> **Your goal**
Please restate word for word only the lines that start at the one containing "[[524, 299], [1253, 694], [834, 509], [862, 516]]" and continue to the final line of the material.
--- Provided material Enclosed Below ---
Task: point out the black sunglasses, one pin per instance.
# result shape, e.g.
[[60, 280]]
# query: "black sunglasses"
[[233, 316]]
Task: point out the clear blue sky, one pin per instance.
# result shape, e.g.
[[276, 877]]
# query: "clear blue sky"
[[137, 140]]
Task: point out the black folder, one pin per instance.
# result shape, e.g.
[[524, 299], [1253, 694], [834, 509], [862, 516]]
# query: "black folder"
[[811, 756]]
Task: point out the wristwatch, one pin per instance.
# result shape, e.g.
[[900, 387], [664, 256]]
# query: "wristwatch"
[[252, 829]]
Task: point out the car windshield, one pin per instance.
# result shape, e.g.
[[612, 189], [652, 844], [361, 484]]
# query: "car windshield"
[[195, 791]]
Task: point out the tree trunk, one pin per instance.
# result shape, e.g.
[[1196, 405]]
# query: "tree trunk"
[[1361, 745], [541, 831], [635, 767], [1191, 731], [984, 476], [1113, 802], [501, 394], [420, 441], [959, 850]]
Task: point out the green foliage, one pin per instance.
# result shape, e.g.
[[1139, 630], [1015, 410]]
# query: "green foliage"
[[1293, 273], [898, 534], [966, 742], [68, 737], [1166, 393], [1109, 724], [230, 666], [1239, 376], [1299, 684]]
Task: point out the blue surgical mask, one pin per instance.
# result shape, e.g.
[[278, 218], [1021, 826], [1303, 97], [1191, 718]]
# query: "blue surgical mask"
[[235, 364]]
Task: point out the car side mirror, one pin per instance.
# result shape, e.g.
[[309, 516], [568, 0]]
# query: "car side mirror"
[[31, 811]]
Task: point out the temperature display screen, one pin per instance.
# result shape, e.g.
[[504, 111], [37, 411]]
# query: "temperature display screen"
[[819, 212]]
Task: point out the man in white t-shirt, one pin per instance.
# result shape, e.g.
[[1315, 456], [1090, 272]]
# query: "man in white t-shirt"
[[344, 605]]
--- End of Enclosed Provided material ---
> **Written solution**
[[524, 299], [1253, 694], [834, 509], [862, 516]]
# query: "black folder"
[[811, 756]]
Task: point out the wristwatch, one pin per instance.
# result shape, e.g.
[[900, 387], [664, 256]]
# query: "wristwatch"
[[252, 829]]
Task: point out the car windshield, one pin per instance.
# result shape, e.g.
[[612, 189], [652, 844], [361, 484]]
# query: "car windshield"
[[195, 791]]
Task: point out the tree trunk, one pin per instance.
# result shape, e.g.
[[1196, 405]]
# query: "tree trunk"
[[1361, 745], [541, 831], [635, 767], [1191, 731], [984, 476], [1113, 802], [501, 394], [420, 441], [959, 850]]
Task: point out the green foliage, one pin per instance.
# result shape, e.g.
[[1139, 630], [1015, 410]]
# query: "green foliage"
[[1293, 273], [898, 534], [966, 742], [68, 737], [1166, 393], [1109, 724], [230, 666], [1239, 376], [1299, 684]]
Task: point out the blue surgical mask, one pin per instance.
# result shape, e.g.
[[278, 218], [1021, 826], [1303, 97], [1191, 718]]
# query: "blue surgical mask"
[[235, 364]]
Task: point out the car side mirror, one pin per instance.
# result shape, e.g.
[[309, 516], [568, 0]]
# query: "car side mirror"
[[31, 811]]
Task: point out the temperature display screen, one pin per instance.
# result shape, e.g.
[[504, 111], [37, 411]]
# query: "temperature display screen"
[[819, 212]]
Task: point out the man in white t-shirt, one pin per instance.
# result shape, e.g.
[[1315, 456], [1090, 272]]
# query: "man in white t-shirt"
[[344, 605]]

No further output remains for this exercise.